[Extrait choisi]
◇ ◇ ◇ ◇ ◇ ◇ ◇

Pour éviter cette aggravation de prix et se prémunir contre le danger d’un isolement complet, les propriétaires d’esclaves ne seront-ils pas obligés de retirer des champs un grand nombre de leurs nègres et de les transformer en ouvriers ? N’est-ce pas à leur travail déjà qu’on demande tous les objets qui doivent servir à la défense nationale, les pelles, les pioches, les objets d’équipement, les harnais, les tentes ? Ce sont aussi des esclaves qui travaillent aux retranchemens, aux forts, aux batteries des côtes, au transport des provisions et du matériel de guerre. Même dans la plus profonde paix, une simple barrière posée entre les états du nord et ceux du sud suffirait pour enlever à la culture du coton un très grand nombre de bras, qui devraient être employés à la production des céréales, aux divers métiers, à l’industrie. Sous l’action de ces causes réunies, la récolte de 1861 a été probablement inférieure de moitié à celle de 1859. En dépit de l’exagération naturelle à tout Américain, le ministre des finances de la confédération du sud, M. Memminger, évaluait la quantité du coton recueilli cette année à 2,500,000 balles seulement.

◇ ◇ ◇ ◇ ◇ ◇ ◇

(Annotations de régions)

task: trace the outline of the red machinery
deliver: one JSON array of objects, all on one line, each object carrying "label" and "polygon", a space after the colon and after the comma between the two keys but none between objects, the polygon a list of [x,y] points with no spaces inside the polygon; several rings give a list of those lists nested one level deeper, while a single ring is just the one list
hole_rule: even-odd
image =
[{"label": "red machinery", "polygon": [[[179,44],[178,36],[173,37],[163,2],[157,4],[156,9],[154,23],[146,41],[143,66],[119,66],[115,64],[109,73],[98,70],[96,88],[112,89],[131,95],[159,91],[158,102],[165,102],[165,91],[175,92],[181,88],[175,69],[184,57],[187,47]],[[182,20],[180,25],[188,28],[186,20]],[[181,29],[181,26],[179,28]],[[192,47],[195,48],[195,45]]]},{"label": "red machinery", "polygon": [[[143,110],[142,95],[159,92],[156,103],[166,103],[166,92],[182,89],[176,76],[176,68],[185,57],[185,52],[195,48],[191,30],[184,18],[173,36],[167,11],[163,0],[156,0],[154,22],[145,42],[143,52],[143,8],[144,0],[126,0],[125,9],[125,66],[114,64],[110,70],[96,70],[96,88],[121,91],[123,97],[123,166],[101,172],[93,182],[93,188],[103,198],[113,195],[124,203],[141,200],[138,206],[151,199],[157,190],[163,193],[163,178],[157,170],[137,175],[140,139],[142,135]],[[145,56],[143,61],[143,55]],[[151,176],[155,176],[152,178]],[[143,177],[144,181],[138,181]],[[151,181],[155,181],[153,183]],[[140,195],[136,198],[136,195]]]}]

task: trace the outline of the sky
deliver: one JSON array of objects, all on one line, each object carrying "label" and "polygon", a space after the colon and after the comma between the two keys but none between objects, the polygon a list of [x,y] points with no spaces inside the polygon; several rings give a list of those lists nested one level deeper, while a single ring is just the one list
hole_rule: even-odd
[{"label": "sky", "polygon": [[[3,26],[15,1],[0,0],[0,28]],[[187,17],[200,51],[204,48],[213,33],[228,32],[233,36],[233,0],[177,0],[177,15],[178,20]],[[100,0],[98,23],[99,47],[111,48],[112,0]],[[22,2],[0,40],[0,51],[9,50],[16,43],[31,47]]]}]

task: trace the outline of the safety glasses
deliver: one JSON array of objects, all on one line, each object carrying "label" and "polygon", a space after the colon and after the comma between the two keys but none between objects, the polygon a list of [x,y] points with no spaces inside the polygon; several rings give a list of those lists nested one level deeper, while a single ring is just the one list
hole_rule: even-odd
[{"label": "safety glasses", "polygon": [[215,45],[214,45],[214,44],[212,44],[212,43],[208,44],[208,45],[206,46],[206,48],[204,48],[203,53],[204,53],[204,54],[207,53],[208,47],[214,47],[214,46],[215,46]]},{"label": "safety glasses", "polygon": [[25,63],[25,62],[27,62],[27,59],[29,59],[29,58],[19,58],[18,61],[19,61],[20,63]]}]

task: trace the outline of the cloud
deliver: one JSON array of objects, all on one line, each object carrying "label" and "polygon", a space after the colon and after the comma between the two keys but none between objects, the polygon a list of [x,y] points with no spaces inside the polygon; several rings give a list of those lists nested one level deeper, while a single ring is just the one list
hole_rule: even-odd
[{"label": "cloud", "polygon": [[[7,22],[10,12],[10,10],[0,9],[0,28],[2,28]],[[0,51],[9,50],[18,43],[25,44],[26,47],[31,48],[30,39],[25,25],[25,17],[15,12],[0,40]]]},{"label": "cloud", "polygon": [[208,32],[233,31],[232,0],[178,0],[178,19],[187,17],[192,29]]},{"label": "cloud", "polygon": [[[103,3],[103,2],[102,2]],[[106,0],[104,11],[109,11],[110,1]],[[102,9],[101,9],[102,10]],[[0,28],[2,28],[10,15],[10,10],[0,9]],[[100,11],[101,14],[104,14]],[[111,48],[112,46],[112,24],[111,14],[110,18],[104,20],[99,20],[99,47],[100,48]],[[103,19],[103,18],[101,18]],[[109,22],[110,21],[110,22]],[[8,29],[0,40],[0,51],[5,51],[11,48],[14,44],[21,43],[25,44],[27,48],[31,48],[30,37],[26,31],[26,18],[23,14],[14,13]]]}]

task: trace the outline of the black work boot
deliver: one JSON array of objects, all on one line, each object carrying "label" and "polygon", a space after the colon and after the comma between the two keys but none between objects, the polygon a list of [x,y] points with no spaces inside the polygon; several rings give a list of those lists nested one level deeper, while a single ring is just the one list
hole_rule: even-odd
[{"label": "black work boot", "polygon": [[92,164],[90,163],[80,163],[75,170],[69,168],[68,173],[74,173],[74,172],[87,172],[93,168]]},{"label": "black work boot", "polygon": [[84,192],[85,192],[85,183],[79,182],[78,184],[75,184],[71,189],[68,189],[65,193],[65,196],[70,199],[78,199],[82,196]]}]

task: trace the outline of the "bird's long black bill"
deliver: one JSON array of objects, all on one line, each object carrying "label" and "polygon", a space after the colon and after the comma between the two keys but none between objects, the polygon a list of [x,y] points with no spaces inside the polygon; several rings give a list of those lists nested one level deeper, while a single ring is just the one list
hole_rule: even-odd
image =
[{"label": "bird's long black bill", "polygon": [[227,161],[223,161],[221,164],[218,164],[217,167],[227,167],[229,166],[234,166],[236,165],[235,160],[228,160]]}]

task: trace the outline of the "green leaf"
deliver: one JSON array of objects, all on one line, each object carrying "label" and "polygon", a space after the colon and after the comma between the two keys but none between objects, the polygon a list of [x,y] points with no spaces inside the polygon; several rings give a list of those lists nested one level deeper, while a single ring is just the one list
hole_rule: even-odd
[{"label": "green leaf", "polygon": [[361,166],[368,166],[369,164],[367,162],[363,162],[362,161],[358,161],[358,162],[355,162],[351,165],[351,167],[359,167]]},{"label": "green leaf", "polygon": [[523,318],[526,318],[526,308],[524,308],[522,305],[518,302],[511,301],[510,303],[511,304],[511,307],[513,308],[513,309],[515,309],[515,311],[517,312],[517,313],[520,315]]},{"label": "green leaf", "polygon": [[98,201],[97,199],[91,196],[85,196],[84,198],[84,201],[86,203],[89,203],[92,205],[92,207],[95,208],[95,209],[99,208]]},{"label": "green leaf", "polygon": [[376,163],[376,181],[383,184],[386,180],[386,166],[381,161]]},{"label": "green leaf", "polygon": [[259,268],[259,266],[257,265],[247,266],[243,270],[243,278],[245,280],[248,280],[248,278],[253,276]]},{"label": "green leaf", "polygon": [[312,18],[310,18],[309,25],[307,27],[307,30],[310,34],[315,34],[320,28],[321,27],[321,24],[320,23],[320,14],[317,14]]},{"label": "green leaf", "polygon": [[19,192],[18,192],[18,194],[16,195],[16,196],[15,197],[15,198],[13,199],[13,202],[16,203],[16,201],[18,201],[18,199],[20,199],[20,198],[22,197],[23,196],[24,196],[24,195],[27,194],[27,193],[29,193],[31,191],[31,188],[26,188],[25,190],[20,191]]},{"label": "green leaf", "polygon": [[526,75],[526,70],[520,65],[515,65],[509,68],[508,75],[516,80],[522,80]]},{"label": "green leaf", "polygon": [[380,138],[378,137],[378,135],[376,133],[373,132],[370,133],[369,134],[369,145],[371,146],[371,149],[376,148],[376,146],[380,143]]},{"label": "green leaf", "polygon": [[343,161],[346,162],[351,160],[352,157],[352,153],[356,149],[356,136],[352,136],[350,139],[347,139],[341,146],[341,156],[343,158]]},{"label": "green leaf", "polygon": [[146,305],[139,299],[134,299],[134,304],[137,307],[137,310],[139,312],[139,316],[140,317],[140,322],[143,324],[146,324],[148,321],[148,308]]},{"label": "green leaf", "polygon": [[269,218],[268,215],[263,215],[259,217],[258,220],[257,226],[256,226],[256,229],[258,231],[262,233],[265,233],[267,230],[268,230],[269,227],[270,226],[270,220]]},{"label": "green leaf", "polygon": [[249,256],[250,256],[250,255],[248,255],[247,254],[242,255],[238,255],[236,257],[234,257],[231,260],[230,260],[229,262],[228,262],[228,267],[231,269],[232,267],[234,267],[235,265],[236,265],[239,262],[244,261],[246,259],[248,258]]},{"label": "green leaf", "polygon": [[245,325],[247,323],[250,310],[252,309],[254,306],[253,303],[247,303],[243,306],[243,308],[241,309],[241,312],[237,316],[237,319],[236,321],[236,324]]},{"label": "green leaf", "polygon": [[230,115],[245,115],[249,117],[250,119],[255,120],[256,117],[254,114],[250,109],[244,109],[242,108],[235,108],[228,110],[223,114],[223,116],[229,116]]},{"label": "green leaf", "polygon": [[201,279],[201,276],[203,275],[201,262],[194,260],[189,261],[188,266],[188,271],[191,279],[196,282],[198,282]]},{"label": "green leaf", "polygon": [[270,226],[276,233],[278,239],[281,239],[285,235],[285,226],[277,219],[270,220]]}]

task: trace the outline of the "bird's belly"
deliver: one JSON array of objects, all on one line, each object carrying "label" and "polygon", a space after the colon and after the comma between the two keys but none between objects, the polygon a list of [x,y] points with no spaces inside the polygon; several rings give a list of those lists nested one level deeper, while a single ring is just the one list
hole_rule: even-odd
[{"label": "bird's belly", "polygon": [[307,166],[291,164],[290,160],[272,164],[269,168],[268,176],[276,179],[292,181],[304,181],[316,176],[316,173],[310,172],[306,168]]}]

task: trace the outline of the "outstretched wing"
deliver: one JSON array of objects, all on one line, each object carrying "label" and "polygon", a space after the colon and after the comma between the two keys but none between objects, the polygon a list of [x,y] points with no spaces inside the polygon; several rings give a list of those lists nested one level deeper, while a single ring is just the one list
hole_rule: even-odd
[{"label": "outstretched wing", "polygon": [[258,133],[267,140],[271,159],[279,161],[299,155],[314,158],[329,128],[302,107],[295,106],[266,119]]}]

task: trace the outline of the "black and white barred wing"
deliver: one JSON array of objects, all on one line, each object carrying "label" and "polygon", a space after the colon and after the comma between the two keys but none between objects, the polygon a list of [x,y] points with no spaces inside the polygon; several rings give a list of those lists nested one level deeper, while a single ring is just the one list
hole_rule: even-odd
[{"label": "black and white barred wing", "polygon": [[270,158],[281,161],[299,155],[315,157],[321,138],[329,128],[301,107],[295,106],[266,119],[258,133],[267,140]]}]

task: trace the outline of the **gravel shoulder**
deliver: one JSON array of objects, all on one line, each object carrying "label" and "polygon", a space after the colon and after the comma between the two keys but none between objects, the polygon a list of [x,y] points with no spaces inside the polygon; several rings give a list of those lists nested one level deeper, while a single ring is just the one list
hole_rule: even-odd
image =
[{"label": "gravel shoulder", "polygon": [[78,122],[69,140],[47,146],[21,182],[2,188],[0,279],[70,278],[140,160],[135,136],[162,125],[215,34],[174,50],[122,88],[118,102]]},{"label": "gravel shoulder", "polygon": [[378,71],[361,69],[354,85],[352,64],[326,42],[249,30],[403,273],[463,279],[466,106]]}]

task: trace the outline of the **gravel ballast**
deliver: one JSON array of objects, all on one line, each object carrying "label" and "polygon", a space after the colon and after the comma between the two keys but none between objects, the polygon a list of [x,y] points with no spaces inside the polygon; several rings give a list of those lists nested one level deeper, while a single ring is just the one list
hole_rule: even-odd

◇ ◇ ◇ ◇ ◇ ◇ ◇

[Exercices]
1. Répondez brièvement aux questions suivantes à partir de l'extrait.
(a) Quelle fonction M. Memminger occupe-t-il ?
(b) D'après l'extrait, dans quelle proportion la récolte de 1861 a-t-elle été probablement inférieure à celle de 1859 ?
(c) À quoi devraient être employés les bras enlevés à la culture du coton si une barrière séparait le Nord et le Sud ?
2. Relevez tous les objets que l'extrait présente comme destinés à la défense nationale.
3. Rédigez la suite de l'extrait sur la culture du coton dans les États du Sud en partant de sa dernière phrase.

[Corrigé]
1.
(a) Il est ministre des finances de la confédération du sud.
(b) Elle a probablement été inférieure de moitié.
(c) À la production des céréales, aux divers métiers et à l'industrie.

2. les pelles, les pioches, les objets d'équipement, les harnais, les tentes

3.
Tels sont les résultats immédiats de la séparation ; mais il ne s’agit pas d’une simple ligne de frontières entre les états fidèles à l’union et les états rebelles : une guerre terrible sévit entre les deux moitiés de l’ancienne république, et, quelle qu’en soit l’issue, elle sera nécessairement fatale au monopole que les planteurs cotonniers d’Amérique exerçaient sur les marchés du monde au détriment du coton recueilli par des mains libres. Pendant les huit mois qui viennent de s’écouler, on a pu croire que le seul enjeu de la guerre était le coton, tant les hommes du nord s’ingéniaient à chercher des moyens de se l’approprier, tant les esclavagistes au contraire le gardaient avec un soin jaloux. Plein de cette illusion qu’il lui suffirait de monopoliser une grande partie de la récolte pour forcer les états industriels du nord à changer de politique et décider l’Angleterre à intervenir aussitôt, le gouvernement provisoire du sud avait instamment recommandé aux planteurs de souscrire non-seulement de l’argent, mais aussi des balles de coton payables à la fin de la guerre. L’emprunt de 15 millions de dollars autorisé par le congrès de Montgomery n’a été souscrit que pour les deux tiers.